* _Source passage_:
*** Block opens ***
The European Commission is set to launch new activities under its recently adopted European Drone Strategy 2.0. The strategy is aimed at establishing a large-scale European drone market, including an optimized regulatory and commercial environment for drone air space.
Readers of Inside Unmanned Systems will know that under the EU’s existing comprehensive regulatory framework, drones have flown safely for hundreds of thousands of hours in Europe’s skies, including in a wide variety of surveying and monitoring operations. Projects involving the use of drones for medical deliveries, transporting medical samples between healthcare services, as well as other types of delivery services, have also been undertaken. As Europe continues to move forward with advanced aerial technologies, the Commission is seeking to ensure that drone operations remain well aligned with societal needs and expectations, for example in terms of safety and privacy.
The strategy encompasses 19 specific operational, technical and financial actions towards key, overarching objectives. Among these are:
- Adopting common rules for airworthiness and new training requirements for operators of remotely piloted and manned eVTOL (electric vertical take-off and landing) aircraft;
- Funding the creation of an online platform to support local stakeholders and industry in implementing sustainable innovative air mobility technologies;
- Developing a strategic drone technology roadmap, for identifying priority areas for research and innovation, to reduce existing strategic dependencies and prevent the development of new ones; and
- Defining criteria for a voluntary, cybersecurity-approved drone label.
*** Block closes ***
* _Try it_: From the drone strategy article, return the stretch from "The strategy encompasses" through "cybersecurity-approved drone label." word for word.

* _Information shown_:
*** Block opens ***
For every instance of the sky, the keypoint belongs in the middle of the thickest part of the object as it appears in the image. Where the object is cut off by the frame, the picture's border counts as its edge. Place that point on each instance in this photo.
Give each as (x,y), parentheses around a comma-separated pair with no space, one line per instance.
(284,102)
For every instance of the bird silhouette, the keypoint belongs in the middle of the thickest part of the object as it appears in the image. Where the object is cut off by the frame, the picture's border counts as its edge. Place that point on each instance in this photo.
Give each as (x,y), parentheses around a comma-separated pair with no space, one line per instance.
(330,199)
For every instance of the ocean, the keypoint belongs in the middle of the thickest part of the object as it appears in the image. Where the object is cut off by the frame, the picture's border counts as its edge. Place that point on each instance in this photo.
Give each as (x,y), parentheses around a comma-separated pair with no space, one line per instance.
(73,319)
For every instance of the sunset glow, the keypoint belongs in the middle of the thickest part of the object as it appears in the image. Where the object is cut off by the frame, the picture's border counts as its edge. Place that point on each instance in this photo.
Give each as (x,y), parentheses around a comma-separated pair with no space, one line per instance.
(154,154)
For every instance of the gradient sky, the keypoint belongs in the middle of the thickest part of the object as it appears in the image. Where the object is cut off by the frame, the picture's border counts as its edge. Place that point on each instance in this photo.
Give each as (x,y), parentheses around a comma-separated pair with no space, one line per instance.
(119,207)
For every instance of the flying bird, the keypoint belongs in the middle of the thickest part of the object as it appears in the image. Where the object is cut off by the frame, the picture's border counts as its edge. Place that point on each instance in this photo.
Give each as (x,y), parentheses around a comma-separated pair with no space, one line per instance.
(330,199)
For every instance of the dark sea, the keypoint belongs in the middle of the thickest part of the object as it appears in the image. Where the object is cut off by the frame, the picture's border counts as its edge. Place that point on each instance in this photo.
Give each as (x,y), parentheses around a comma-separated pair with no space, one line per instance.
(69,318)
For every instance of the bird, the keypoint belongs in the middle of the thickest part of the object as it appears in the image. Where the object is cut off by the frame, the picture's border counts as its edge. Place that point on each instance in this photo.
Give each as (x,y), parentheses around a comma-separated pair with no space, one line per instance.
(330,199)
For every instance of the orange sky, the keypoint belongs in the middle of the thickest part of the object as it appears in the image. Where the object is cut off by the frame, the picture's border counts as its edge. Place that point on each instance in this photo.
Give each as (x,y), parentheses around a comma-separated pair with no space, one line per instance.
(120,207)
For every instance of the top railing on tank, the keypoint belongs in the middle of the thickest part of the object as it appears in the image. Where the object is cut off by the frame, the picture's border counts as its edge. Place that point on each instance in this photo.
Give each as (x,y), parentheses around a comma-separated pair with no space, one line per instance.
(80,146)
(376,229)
*** Block closes ***
* _Expected answer_:
The strategy encompasses 19 specific operational, technical and financial actions towards key, overarching objectives. Among these are:
- Adopting common rules for airworthiness and new training requirements for operators of remotely piloted and manned eVTOL (electric vertical take-off and landing) aircraft;
- Funding the creation of an online platform to support local stakeholders and industry in implementing sustainable innovative air mobility technologies;
- Developing a strategic drone technology roadmap, for identifying priority areas for research and innovation, to reduce existing strategic dependencies and prevent the development of new ones; and
- Defining criteria for a voluntary, cybersecurity-approved drone label.